→ Data records:
┄┄┄┄┄┄

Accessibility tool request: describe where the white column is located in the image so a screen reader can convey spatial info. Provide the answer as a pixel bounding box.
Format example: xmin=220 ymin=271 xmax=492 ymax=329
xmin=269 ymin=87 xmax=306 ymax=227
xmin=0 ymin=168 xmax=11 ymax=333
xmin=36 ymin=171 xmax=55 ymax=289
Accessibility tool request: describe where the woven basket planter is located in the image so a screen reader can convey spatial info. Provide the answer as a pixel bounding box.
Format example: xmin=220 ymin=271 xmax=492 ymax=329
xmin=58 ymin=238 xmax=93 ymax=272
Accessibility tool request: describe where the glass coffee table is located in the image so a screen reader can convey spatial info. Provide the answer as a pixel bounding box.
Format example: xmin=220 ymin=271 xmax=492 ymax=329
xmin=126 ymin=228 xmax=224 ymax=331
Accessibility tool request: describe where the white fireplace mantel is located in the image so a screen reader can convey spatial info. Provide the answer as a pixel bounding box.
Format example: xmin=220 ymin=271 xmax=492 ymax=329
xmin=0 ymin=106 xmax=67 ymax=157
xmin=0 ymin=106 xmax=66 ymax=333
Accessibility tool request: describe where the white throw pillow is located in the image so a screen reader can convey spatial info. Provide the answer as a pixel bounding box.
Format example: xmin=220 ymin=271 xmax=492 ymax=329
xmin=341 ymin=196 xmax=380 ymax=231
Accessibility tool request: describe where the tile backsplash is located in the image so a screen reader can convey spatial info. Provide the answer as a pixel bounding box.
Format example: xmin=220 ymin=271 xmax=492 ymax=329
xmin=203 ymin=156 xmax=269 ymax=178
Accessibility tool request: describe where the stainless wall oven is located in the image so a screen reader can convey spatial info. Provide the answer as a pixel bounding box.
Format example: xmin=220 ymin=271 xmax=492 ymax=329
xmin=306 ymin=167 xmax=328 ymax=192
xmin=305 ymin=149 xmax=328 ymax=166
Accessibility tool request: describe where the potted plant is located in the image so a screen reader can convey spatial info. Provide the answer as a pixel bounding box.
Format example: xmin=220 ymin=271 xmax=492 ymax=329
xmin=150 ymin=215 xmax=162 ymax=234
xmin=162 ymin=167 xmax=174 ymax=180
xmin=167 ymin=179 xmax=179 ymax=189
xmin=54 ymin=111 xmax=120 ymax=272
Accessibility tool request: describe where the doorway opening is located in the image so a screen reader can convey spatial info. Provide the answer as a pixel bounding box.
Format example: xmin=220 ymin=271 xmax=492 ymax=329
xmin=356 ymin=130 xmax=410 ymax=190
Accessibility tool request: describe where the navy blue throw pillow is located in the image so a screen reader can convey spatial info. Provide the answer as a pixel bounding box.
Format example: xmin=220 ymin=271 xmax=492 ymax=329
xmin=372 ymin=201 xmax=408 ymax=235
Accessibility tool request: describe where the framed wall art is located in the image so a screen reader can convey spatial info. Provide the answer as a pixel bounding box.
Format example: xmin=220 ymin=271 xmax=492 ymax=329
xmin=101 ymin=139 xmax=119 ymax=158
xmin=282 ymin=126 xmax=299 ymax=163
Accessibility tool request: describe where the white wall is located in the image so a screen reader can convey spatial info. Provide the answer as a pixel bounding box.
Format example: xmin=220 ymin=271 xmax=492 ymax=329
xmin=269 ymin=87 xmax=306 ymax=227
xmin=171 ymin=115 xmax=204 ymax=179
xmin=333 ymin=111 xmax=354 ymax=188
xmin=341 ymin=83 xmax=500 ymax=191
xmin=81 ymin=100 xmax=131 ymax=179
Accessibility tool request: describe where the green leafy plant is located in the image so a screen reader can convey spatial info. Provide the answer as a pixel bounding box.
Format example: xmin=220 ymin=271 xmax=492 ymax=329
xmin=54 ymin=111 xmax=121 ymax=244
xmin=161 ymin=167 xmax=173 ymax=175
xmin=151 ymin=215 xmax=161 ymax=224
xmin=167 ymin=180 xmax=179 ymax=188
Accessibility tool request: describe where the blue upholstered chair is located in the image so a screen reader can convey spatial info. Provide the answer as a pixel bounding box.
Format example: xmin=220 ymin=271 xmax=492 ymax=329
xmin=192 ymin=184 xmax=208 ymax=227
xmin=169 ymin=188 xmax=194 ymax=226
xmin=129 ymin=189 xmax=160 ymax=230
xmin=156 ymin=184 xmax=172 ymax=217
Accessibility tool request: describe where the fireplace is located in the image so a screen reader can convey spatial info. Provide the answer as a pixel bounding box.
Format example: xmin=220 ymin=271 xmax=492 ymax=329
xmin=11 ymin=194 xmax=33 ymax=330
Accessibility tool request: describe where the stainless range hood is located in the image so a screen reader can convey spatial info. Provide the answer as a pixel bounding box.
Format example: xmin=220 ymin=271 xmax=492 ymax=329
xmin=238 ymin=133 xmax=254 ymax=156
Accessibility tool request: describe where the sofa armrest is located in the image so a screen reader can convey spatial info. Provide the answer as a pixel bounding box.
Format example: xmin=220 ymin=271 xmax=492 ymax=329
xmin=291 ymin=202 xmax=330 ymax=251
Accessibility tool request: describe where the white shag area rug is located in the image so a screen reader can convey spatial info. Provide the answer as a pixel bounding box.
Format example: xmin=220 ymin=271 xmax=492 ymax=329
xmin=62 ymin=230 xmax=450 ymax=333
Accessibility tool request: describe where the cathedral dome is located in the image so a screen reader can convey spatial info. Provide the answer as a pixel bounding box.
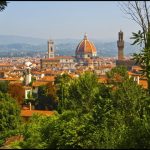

┄┄┄┄┄┄

→ Required action:
What is the number of lines in the data that contain "stainless"? Write that number and nothing else.

→ Result of the exercise:
2